* **LA CONSIGNE**
Reprenez le texte sur le Tour de France et poursuivez-le à partir de sa dernière phrase.
=== TEXTE DE L'EXERCICE ===
Si la France du Tour
perd son âme, que restera-t-il bientôt de la France?Rites. Les comédies classiques traditionnelles, ancrées dans nos esprits parce qu’elles nous constituent, nous renseignent non sur notre seule naïveté mais bien sûr la force de nos attachements. À nulle autre pareille, la reprise du bloc-noteur pourrait, vue de loin, ressembler à un chemin de croix. N’exagérons rien. En revanche, reconnaissons néanmoins que les attaches habituelles, qui fonctionnent moins comme des «habitudes» que comme des «rites» symboliques ancrés dans l’art des saisons et des empreintes philosophiques, ont volé en éclats à la faveur des circonstances. Éloigné de la Fête de l’Humanité et des allégresses politiques et sociales de «la rentrée», il tente, au cul des coureurs, de traverser juillet en septembre, cherchant dans l’ombre du Tour quelques traces d’un passé lointain. Comme si la France s’affaissait cruellement. Comme si tout ce que nous avons tant aimé disparaissait peu à peu. Comme si tous nos repères se désagrégeaient, victimes à la fois des effets du Covid et, aussi, ne soyons pas naïfs, d’une évolution lente et pernicieuse. Alors que le pays semble de plus en plus colérique et/ou désabusé, la Grande Boucle, pendant ce temps-là, avance dans le mutisme et l’indifférence d’elle-même, hors du monde réel et tenant à l’écart son propre Peuple – celui qui l’a mythifiée au fil des âges. C’est comme si le Tour, après des années de dérives, se voyait dans l’obligation d’occire sa propre légende dans le but d’enfanter l’événement banalisé planétaire qu’il est bel et bien devenu et auquel nous assistons désormais en mondovision. Alors, par souci d’équilibre, nous mélancolisons. Mais si la France du Tour perd son âme, par extension, que restera-t-il bientôt de la France?
=== LIGNES EXTRAITES ===
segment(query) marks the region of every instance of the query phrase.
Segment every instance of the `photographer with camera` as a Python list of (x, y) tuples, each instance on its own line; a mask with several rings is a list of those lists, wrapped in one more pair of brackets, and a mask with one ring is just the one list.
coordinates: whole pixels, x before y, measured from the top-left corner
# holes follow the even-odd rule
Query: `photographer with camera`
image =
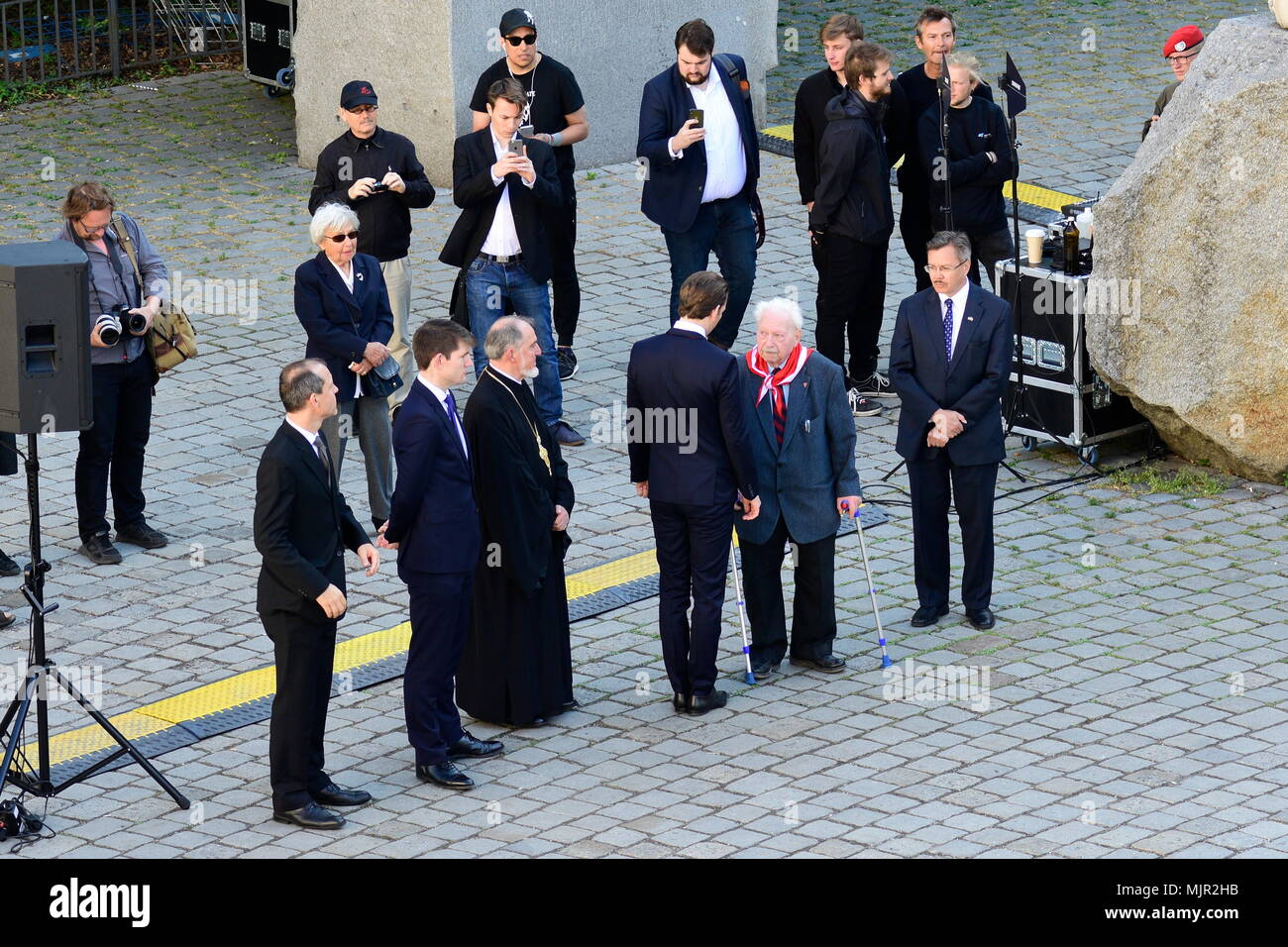
[(345, 204), (358, 214), (358, 253), (375, 256), (389, 291), (394, 331), (389, 356), (403, 385), (389, 396), (390, 419), (416, 380), (411, 357), (411, 211), (434, 202), (434, 186), (410, 138), (379, 125), (380, 103), (371, 82), (353, 80), (340, 90), (336, 117), (348, 130), (318, 155), (309, 214), (323, 204)]
[(152, 425), (152, 358), (144, 336), (161, 311), (170, 277), (139, 224), (117, 214), (134, 242), (143, 285), (134, 276), (113, 223), (116, 204), (94, 182), (77, 184), (62, 205), (66, 240), (89, 256), (90, 362), (94, 379), (94, 426), (80, 434), (76, 455), (76, 519), (80, 551), (90, 562), (121, 562), (107, 523), (107, 484), (118, 542), (160, 549), (166, 537), (143, 518), (143, 452)]

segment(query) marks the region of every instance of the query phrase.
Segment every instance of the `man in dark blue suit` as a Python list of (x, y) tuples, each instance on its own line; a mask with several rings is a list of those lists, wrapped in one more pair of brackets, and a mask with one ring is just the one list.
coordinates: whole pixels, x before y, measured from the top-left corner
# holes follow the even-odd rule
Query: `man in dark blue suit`
[(706, 22), (693, 19), (679, 28), (675, 66), (644, 86), (635, 153), (645, 171), (640, 206), (662, 228), (671, 256), (671, 322), (679, 318), (681, 283), (706, 269), (715, 250), (729, 282), (729, 307), (711, 341), (728, 350), (756, 281), (752, 206), (760, 146), (743, 95), (747, 66), (741, 57), (714, 50), (715, 33)]
[(965, 233), (936, 233), (926, 254), (931, 286), (899, 304), (890, 343), (890, 383), (902, 399), (895, 450), (908, 461), (912, 493), (920, 602), (912, 626), (948, 615), (952, 496), (966, 566), (962, 604), (970, 624), (983, 630), (994, 624), (993, 488), (1006, 456), (1001, 398), (1015, 352), (1011, 307), (967, 281)]
[(403, 707), (416, 776), (468, 790), (474, 781), (452, 760), (504, 749), (461, 729), (453, 698), (480, 539), (474, 474), (452, 387), (465, 384), (474, 338), (450, 320), (426, 320), (411, 347), (420, 372), (394, 424), (398, 483), (379, 545), (398, 549), (398, 577), (411, 599)]
[(626, 370), (631, 482), (653, 518), (662, 660), (681, 714), (728, 701), (715, 689), (716, 649), (738, 493), (743, 519), (760, 513), (738, 362), (707, 341), (728, 299), (715, 273), (690, 276), (680, 287), (679, 321), (635, 343)]
[(335, 416), (336, 385), (316, 358), (291, 362), (278, 378), (286, 419), (255, 473), (255, 549), (263, 557), (255, 608), (273, 640), (277, 688), (268, 724), (273, 818), (303, 828), (340, 828), (322, 807), (362, 805), (366, 790), (336, 786), (322, 741), (345, 598), (344, 550), (375, 575), (380, 553), (340, 495), (337, 465), (322, 421)]
[(756, 348), (738, 359), (761, 515), (738, 523), (756, 680), (787, 655), (783, 546), (795, 546), (791, 662), (845, 670), (836, 640), (836, 527), (859, 508), (854, 419), (841, 366), (801, 345), (800, 307), (756, 307)]

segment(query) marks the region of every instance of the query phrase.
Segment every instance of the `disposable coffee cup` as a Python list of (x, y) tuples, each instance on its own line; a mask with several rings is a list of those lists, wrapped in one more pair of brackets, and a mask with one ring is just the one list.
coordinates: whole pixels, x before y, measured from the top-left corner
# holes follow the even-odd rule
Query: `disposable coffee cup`
[(1029, 242), (1029, 263), (1039, 264), (1042, 263), (1042, 238), (1046, 236), (1046, 231), (1041, 227), (1030, 227), (1024, 231), (1024, 238)]

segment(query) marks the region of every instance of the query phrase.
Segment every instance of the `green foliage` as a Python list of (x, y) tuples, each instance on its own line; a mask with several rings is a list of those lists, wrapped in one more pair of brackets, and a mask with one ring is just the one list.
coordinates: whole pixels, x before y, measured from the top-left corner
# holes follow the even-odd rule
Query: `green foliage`
[(1193, 468), (1164, 470), (1158, 464), (1117, 470), (1109, 478), (1112, 486), (1126, 493), (1176, 493), (1177, 496), (1215, 496), (1226, 488), (1218, 475)]

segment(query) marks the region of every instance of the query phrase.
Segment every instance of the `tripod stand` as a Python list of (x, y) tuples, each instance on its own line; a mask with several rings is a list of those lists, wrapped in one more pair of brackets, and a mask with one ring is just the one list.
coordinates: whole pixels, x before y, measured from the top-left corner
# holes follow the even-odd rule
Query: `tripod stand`
[[(1029, 392), (1028, 384), (1024, 381), (1024, 311), (1020, 307), (1020, 138), (1019, 126), (1016, 125), (1016, 116), (1028, 107), (1028, 86), (1024, 79), (1020, 76), (1020, 71), (1015, 67), (1015, 61), (1011, 59), (1011, 54), (1006, 54), (1006, 72), (998, 76), (997, 80), (1002, 91), (1006, 93), (1006, 115), (1011, 125), (1011, 167), (1015, 169), (1011, 177), (1011, 227), (1012, 237), (1015, 240), (1015, 258), (1011, 260), (1015, 272), (1015, 282), (1011, 287), (1011, 314), (1015, 318), (1015, 357), (1011, 363), (1015, 366), (1015, 383), (1011, 385), (1010, 399), (1003, 411), (1003, 417), (1006, 420), (1006, 428), (1002, 430), (1002, 439), (1011, 435), (1015, 429), (1015, 420), (1020, 416), (1032, 417), (1038, 424), (1038, 430), (1045, 432), (1052, 439), (1059, 439), (1047, 428), (1046, 421), (1042, 420), (1042, 412), (1038, 410), (1037, 401)], [(1001, 287), (998, 287), (1001, 289)]]
[[(8, 446), (8, 445), (6, 445)], [(19, 452), (19, 456), (21, 452)], [(27, 469), (27, 506), (31, 512), (31, 528), (30, 528), (30, 545), (31, 545), (31, 564), (23, 569), (23, 584), (22, 594), (26, 597), (27, 602), (31, 604), (31, 624), (32, 624), (32, 644), (31, 644), (31, 664), (27, 667), (27, 676), (23, 682), (22, 693), (15, 694), (13, 702), (9, 705), (9, 710), (5, 711), (4, 719), (0, 720), (0, 734), (6, 733), (4, 737), (4, 760), (0, 761), (0, 790), (4, 789), (4, 783), (8, 780), (14, 786), (18, 786), (26, 792), (33, 796), (50, 798), (57, 796), (68, 786), (75, 786), (91, 777), (94, 773), (99, 772), (104, 767), (115, 763), (125, 754), (143, 767), (143, 770), (152, 777), (152, 781), (164, 789), (175, 804), (180, 809), (187, 809), (189, 803), (188, 799), (179, 792), (161, 773), (157, 772), (143, 754), (118, 731), (112, 725), (112, 722), (103, 715), (98, 707), (95, 707), (86, 697), (80, 692), (80, 689), (72, 684), (63, 674), (58, 670), (54, 660), (45, 651), (45, 616), (50, 612), (58, 609), (58, 604), (45, 604), (45, 573), (49, 572), (49, 563), (41, 558), (40, 553), (40, 459), (36, 451), (36, 434), (27, 434), (27, 454), (26, 454), (26, 469)], [(70, 780), (54, 783), (50, 778), (50, 764), (49, 764), (49, 684), (55, 682), (63, 688), (72, 698), (84, 707), (85, 713), (97, 723), (103, 731), (116, 741), (120, 747), (116, 752), (106, 756), (104, 759), (94, 763), (86, 769), (81, 770)], [(23, 727), (27, 723), (27, 715), (31, 711), (31, 705), (36, 705), (36, 746), (37, 746), (37, 770), (36, 773), (30, 772), (10, 772), (13, 765), (13, 758), (21, 751)], [(10, 729), (9, 724), (13, 724)]]

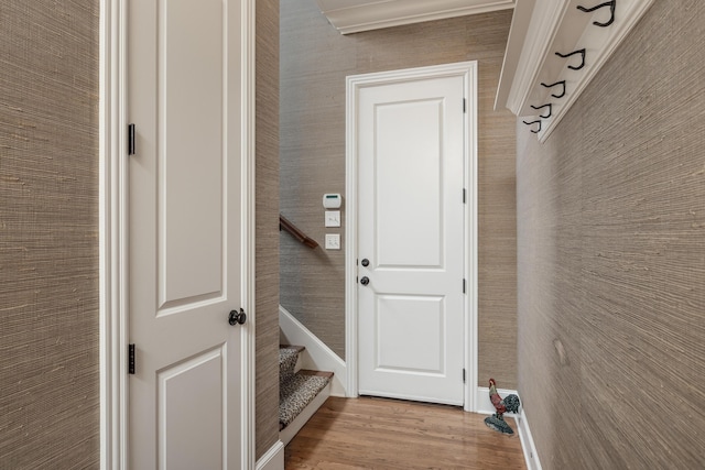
===
* **ZONE DE RÉPONSE**
Écho. L’affaire est sérieuse et beaucoup plus grave qu’on ne l’imagine. Dans Forcenés (Fayard, 2008), l’écrivain Philippe Bordas écrivait: «Le cyclisme a survécu dans les proses de couleurs, allant à la cocarde, allant au Front popu, flânant à deux idées. Il s’y pratiquait un français non pollué, hors du temps, fiancé aux tournures acides de l’usine et du champ – un parler suspendu : la sous-parlure télévisuelle l’a dénaturé.» Et il ajoutait: « Le Tour de France comme artefact et pur spectacle d’un pays éventé, lui-même décédé, est maintenu debout – entre mers et montagnes – dans ses anachronies.» Nous y sommes. Et si le bloc-noteur et chronicœur mélancolise donc jusqu’à l’orgueil, au point de passer soit pour un passéiste, soit pour un doux rêveur aux utopies déplacées, c’est bien parce que nous sommes fiers d’être le fruit d’une construction historique et complexe, et que le Tour, comme incarnation d’une certaine idée de la France, perpétue les relais de nos mémoires et quelques idées-forces qui se perpétuent en écho, de génération en génération: le patriotisme marié à l’internationalisme, la quête de l’unité nationale, le volontarisme social, l’art populaire, le goût des Lettres et des chaises pliantes sur les bords des routes, etc.
Cran. Pourquoi cet excès de pessimisme, ici-et-maintenant? Parce que nous sortons – pour y entrer à nouveau – de six mois incertains, furieux et éprouvants, que le cœur social républicain risque d’exploser sous les assauts de l’atomisation d’une crise sans précédent, bref, que les mois qui s’annoncent peuvent virer au cauchemar… et que le Tour s’ébroue lentement vers l’automne, en restant un peu le Tour, sans vraiment être le Tour… Se rend-on compte de ce qui se passe, sous nos yeux délavés, fatigués, bientôt éteints? De quoi aurions-nous encore besoin, sinon de style et de cran, de courage et de lucidité, pour rêver encore de surnuméraire et de sentimental, de combats et d’espérances? Seuls le cynisme et l’esprit mortifère nous condamnent à la résignation. Tout cela pour dire que le Tour dans ses grandeurs nous manque – la France aussi.